• **Verilen görevler**
a) Güzelyurtlu haberine göre aşağıdaki soruları yanıtlayın.
(i) Fileleftheros haberi hangi başlıkla verdi?
(ii) Rum polisi yolu dün akşam yaklaşık ne kadar süre trafiğe kapattı?
(iii) Tanık ifadeleri failleri ortaya çıkarmasa bile neye ilişkin ipuçları veriyor?
b) Lütfen Güzelyurtlu haberini kaldığı yerden sürdürün.
--- Gösterilen metin ---
LEFKOŞA (İHA) - Kıbrıs Rum kesiminde yayınlanan Fileleftheros gazetesi ve diğer basın organları, Güney Kıbrıs'ta Elmas Güzelyurtlu ile eşi Zerrin ve kızları Eylül Güzelyurtlu'nun öldürülmelerine ilişkin haberlere bugün de geniş yer verdi.
Fileleftheros, "Bulmacanın Başlangıcı Kilit Tanıklıklar" başlığıyla verdiği haberde, Rum polisinin, Güzelyurtlu ve ailesinin öldürüldükleri Lefkoşa-Larnaka yolundaki noktayı dün akşam yaklaşık bir saat trafiğe kapatarak yeniden inceleme yaptığını, ayrıca cinayetlerin işlendiği gece söz konusu yoldan geçen çeşitli kişilerin tanıklıklarına başvurduğunu yazdı.
Gazete, Rum polisinin elinde bu tanıkların ifadelerinin bulunduğunu ve bu ifadelerin cinayetin faillerini ortaya çıkarmasa bile olayın nasıl geliştiğine ilişkin bazı ipuçları verdiğini belirtti.
--- Kayıtlı veriler ---
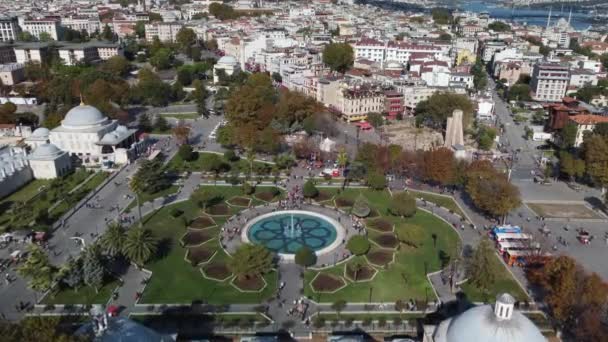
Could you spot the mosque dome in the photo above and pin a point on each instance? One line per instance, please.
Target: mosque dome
(46, 151)
(41, 132)
(228, 60)
(498, 323)
(83, 116)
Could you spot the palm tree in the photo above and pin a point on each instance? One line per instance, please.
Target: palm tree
(140, 245)
(136, 185)
(113, 240)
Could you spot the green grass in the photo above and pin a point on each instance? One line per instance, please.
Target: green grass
(174, 280)
(242, 165)
(84, 295)
(444, 201)
(182, 115)
(55, 191)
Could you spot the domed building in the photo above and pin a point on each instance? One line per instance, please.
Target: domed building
(95, 139)
(228, 64)
(486, 323)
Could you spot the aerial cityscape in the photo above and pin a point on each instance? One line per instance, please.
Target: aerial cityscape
(324, 170)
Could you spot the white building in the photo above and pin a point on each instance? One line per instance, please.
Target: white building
(9, 29)
(166, 32)
(228, 64)
(38, 26)
(86, 133)
(49, 162)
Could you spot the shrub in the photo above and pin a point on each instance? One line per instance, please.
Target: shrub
(305, 257)
(310, 190)
(175, 212)
(358, 245)
(403, 204)
(376, 180)
(410, 234)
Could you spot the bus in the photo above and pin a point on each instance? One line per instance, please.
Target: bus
(502, 237)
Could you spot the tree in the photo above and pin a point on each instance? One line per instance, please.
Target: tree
(185, 38)
(403, 204)
(117, 66)
(519, 92)
(113, 239)
(144, 123)
(186, 153)
(410, 234)
(251, 260)
(305, 257)
(375, 119)
(161, 124)
(358, 245)
(499, 26)
(437, 166)
(92, 268)
(435, 111)
(596, 158)
(483, 267)
(37, 269)
(361, 207)
(567, 135)
(376, 180)
(140, 245)
(310, 190)
(338, 57)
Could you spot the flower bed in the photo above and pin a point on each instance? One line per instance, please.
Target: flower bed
(202, 222)
(195, 238)
(324, 282)
(198, 255)
(217, 270)
(380, 224)
(386, 240)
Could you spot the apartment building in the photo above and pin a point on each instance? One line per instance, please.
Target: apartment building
(46, 25)
(166, 32)
(9, 29)
(550, 81)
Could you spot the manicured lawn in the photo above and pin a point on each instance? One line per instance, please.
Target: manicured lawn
(56, 190)
(444, 201)
(84, 295)
(242, 165)
(176, 281)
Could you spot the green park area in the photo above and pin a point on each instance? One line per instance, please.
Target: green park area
(391, 270)
(45, 201)
(191, 264)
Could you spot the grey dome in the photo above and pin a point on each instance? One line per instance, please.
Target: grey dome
(46, 151)
(83, 115)
(41, 132)
(480, 324)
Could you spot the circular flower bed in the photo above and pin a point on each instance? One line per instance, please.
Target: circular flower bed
(324, 282)
(344, 202)
(255, 283)
(202, 222)
(195, 238)
(217, 270)
(386, 240)
(239, 201)
(380, 257)
(363, 273)
(198, 255)
(380, 224)
(218, 210)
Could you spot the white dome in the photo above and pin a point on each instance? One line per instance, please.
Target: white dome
(230, 60)
(83, 115)
(481, 324)
(41, 132)
(46, 151)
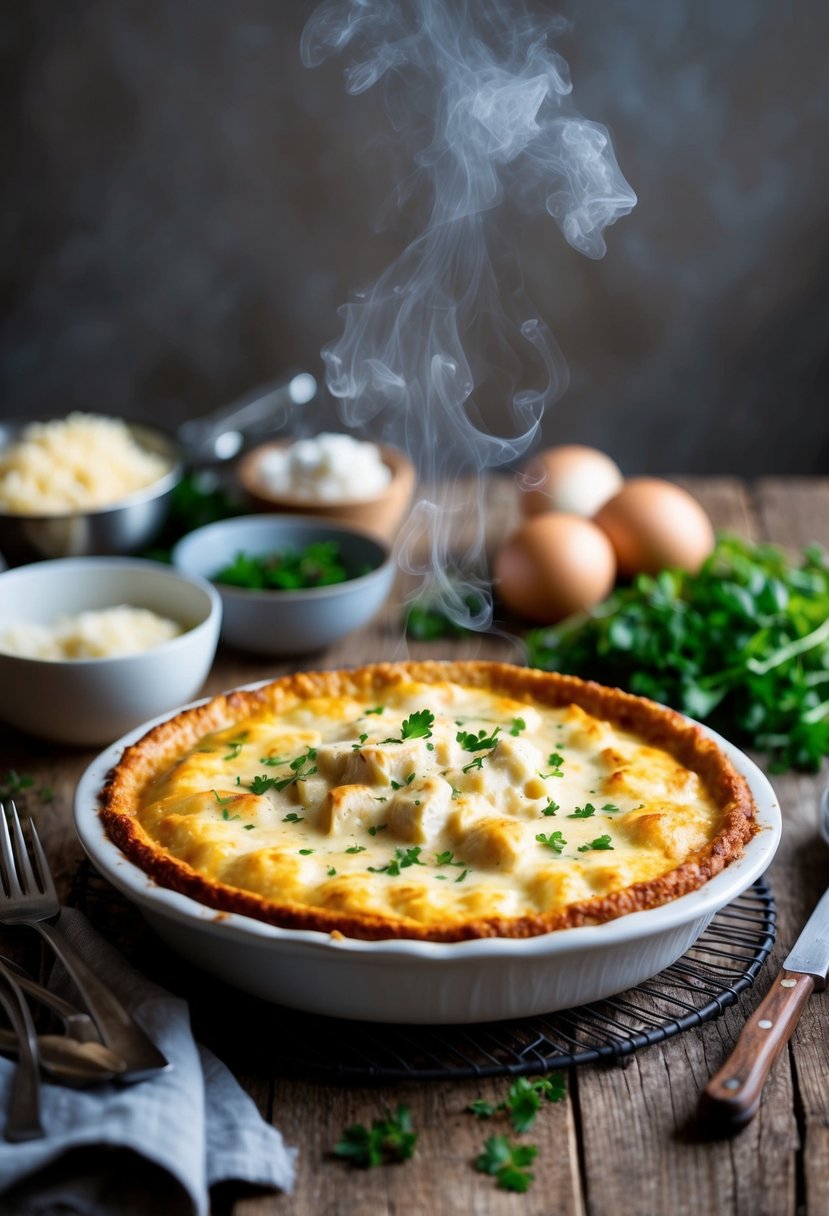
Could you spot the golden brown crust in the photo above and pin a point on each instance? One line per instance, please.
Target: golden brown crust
(653, 724)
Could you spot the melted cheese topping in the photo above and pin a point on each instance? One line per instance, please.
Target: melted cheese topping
(441, 805)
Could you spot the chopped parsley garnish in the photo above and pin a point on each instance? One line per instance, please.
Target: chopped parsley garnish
(554, 760)
(407, 781)
(302, 767)
(480, 742)
(507, 1163)
(416, 726)
(582, 812)
(446, 859)
(387, 1141)
(402, 860)
(599, 844)
(554, 840)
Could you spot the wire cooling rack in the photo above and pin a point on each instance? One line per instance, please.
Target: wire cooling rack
(725, 961)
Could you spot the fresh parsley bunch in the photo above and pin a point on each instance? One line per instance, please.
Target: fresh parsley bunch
(743, 646)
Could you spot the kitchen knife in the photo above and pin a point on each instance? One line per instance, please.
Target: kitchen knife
(733, 1093)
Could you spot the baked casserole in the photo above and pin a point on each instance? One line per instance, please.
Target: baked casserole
(438, 801)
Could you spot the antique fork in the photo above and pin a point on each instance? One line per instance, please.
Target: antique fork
(28, 898)
(23, 1114)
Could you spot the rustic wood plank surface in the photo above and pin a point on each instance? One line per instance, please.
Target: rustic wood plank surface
(626, 1138)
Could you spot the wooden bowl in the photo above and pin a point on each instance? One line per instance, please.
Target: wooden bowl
(381, 514)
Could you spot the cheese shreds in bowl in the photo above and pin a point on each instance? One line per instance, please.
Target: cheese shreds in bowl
(90, 635)
(79, 462)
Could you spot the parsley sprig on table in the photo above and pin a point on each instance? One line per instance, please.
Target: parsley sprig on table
(524, 1099)
(502, 1159)
(387, 1141)
(508, 1163)
(743, 645)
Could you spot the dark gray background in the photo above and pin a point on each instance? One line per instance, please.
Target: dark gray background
(186, 207)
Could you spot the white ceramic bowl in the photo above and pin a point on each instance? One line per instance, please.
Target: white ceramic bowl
(429, 983)
(95, 701)
(288, 621)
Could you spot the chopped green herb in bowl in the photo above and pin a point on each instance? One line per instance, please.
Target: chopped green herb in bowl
(288, 584)
(319, 564)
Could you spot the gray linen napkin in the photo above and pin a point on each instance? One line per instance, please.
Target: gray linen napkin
(158, 1144)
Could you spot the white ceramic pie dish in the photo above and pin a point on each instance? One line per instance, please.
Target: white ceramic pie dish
(421, 981)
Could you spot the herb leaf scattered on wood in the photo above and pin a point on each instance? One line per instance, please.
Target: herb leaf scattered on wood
(388, 1140)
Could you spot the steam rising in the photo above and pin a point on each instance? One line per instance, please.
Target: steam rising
(485, 102)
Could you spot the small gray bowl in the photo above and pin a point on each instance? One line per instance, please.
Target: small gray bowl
(288, 621)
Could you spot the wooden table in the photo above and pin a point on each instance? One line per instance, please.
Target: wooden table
(625, 1140)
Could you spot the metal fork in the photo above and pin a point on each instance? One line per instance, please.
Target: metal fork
(28, 896)
(23, 1114)
(75, 1024)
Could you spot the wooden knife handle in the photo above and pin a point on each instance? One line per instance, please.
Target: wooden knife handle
(732, 1096)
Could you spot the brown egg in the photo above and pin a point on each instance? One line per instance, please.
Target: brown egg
(571, 478)
(654, 524)
(552, 566)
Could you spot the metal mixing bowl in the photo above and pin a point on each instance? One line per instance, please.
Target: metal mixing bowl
(128, 525)
(124, 527)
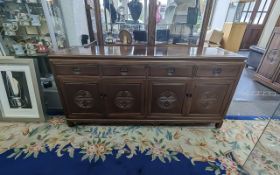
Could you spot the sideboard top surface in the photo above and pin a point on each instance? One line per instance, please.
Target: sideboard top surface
(145, 52)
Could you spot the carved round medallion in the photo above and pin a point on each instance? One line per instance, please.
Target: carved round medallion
(84, 99)
(273, 55)
(124, 100)
(208, 100)
(167, 100)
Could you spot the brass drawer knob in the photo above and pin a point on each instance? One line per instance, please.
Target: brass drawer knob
(124, 70)
(76, 70)
(170, 71)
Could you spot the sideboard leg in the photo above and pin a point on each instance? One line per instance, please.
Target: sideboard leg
(219, 124)
(70, 123)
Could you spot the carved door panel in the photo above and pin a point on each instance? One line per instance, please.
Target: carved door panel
(124, 97)
(81, 96)
(271, 58)
(167, 97)
(210, 97)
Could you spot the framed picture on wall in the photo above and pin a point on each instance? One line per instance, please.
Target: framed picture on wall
(20, 97)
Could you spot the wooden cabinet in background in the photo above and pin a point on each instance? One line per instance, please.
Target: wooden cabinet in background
(268, 72)
(176, 87)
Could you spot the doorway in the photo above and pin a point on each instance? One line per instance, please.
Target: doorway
(255, 14)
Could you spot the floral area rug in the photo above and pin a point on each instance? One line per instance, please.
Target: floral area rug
(265, 158)
(53, 148)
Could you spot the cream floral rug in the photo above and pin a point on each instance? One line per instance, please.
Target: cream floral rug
(110, 150)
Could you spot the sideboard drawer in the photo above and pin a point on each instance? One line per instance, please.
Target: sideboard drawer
(80, 69)
(171, 71)
(217, 70)
(124, 70)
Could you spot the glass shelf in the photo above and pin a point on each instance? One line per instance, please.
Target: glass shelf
(38, 22)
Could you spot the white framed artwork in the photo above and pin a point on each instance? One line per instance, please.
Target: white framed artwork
(20, 97)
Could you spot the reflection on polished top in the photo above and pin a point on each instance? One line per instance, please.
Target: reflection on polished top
(145, 52)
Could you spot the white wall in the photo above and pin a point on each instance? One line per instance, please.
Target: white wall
(219, 14)
(272, 19)
(75, 20)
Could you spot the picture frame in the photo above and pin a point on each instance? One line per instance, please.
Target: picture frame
(20, 98)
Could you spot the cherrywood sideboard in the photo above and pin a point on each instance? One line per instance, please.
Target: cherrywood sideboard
(146, 85)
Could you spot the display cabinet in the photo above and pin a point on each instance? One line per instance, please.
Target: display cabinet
(149, 22)
(31, 27)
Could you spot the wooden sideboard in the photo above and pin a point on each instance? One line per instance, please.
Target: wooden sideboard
(268, 72)
(146, 85)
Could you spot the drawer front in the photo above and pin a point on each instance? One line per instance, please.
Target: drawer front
(123, 70)
(76, 69)
(217, 70)
(171, 71)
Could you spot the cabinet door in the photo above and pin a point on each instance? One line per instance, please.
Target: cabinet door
(124, 97)
(210, 97)
(81, 97)
(271, 58)
(167, 97)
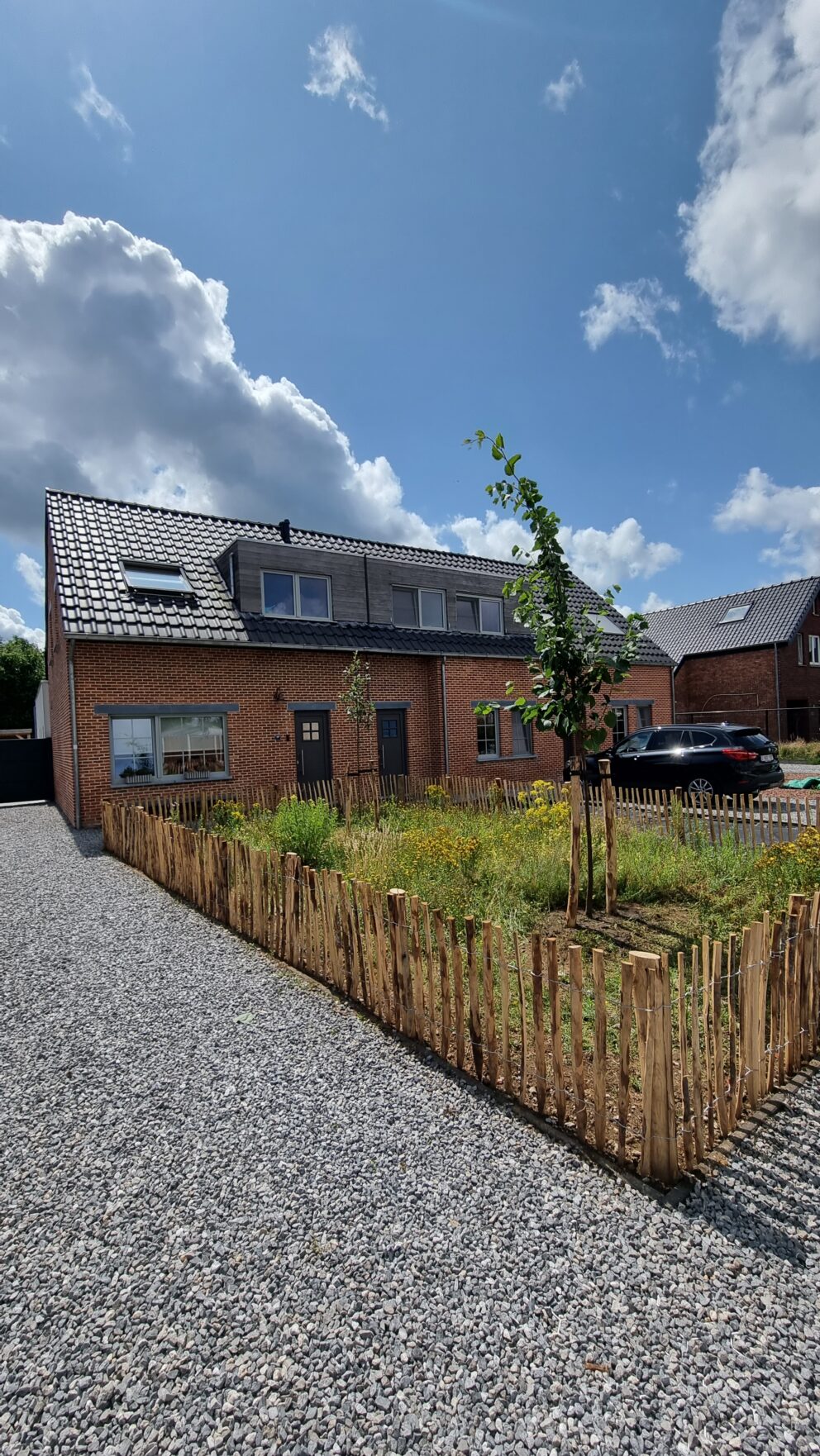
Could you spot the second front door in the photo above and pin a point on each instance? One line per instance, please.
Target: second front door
(312, 746)
(392, 741)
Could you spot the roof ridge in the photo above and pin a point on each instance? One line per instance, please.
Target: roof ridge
(724, 596)
(238, 520)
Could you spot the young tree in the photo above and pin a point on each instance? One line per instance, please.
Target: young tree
(22, 669)
(359, 705)
(571, 673)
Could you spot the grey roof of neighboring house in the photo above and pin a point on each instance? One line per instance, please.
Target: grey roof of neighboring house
(92, 538)
(697, 630)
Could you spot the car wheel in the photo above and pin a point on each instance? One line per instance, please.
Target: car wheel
(701, 787)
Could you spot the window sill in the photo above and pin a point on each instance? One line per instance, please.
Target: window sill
(171, 783)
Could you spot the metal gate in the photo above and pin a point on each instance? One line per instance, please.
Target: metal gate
(25, 769)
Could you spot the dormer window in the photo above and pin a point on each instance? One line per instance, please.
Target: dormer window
(143, 575)
(290, 594)
(479, 615)
(418, 607)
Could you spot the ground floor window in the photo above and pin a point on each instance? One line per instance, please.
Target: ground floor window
(168, 747)
(487, 731)
(621, 726)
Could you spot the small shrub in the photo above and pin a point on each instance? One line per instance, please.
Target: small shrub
(306, 829)
(226, 819)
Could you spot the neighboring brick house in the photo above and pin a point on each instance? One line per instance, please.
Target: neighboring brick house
(752, 657)
(187, 647)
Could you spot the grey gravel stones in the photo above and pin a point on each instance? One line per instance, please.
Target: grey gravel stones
(283, 1232)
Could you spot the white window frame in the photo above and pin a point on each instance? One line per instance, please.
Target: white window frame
(474, 596)
(155, 720)
(403, 586)
(298, 615)
(484, 718)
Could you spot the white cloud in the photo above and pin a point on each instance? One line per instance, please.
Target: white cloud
(789, 512)
(560, 93)
(91, 105)
(600, 558)
(494, 536)
(656, 603)
(603, 558)
(32, 574)
(118, 376)
(336, 70)
(13, 625)
(632, 309)
(752, 236)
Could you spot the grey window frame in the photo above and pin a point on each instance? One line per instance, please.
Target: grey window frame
(474, 596)
(621, 708)
(298, 615)
(131, 564)
(484, 718)
(527, 731)
(155, 716)
(407, 586)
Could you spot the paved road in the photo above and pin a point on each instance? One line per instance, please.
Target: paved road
(236, 1217)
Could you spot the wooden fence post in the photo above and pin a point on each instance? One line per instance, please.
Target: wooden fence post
(659, 1156)
(575, 844)
(611, 835)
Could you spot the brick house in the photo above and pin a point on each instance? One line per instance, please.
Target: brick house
(753, 657)
(185, 647)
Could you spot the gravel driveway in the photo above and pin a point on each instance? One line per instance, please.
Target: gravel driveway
(236, 1216)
---
• **Alıştırma yanıtları**
a)
(i) "Bulmacanın Başlangıcı Kilit Tanıklıklar"
(ii) Yaklaşık bir saat.
(iii) Olayın nasıl geliştiğine ilişkin.

b)
Gazete, Rum makamlarının Güzelyurtlu ve ailesinin öldürülmesinin ekonomik ya da siyasi nedenlere bağlı olduğu inancını taşıdığını belirterek, Rum Adalet ve Kamu Düzeni Bakanı Doros Thedoru'nun dün yaptığı açıklamada, cinayeti işleyenlerin büyük ihtimalle içerden, yani Güzelyurtlu'yu tanıyan birisinden yardım aldıklarını söylediğini yazdı.
Gazete, Rum makamları tarafından dikkate alınan ilk öğenin, Zerrin Güzelyurtlu'nun, kendisinin ve kızının bağlanmış olduğu koli bandından kurtulması olduğunu belirterek, Zerrin ve Eylül'ün bantlarından kurtulmaları üzerine arabada bulunan şahıslara saldırdıklarını ve şahısların ise arabayı durdurarak söz konusu cinayetleri işlemiş olduklarına inanıldığını belirtti.
Gazete, ikinci öğenin ise cinayetin işlendiği anda oradan geçen kişilerin tanıklıkları olduğunu ve bu kişilerin tanıklıklarının Rum polisine olayın nasıl gerçekleştirildiğini aydınlatması için önemli ipuçları verdiğini vurguladı.
Rum polisinin bu verilere dayanarak sınır kapılarında tutulan araç kayıt listelerinden ve İngilizlerin listesinden, cinayeti gerçekleştirenlerin arabasına ilişkin verileri incelediğini belirten gazete, sınır kapılarında Rum polisi tarafından Güney Kıbrıs'a geçiş yapan araçların plakalarının, türlerinin ve içerisinde bulunan kişi sayısının kayıt altına alınmış olduğunu ve bu kayıtların incelemeye alındığını yazdı.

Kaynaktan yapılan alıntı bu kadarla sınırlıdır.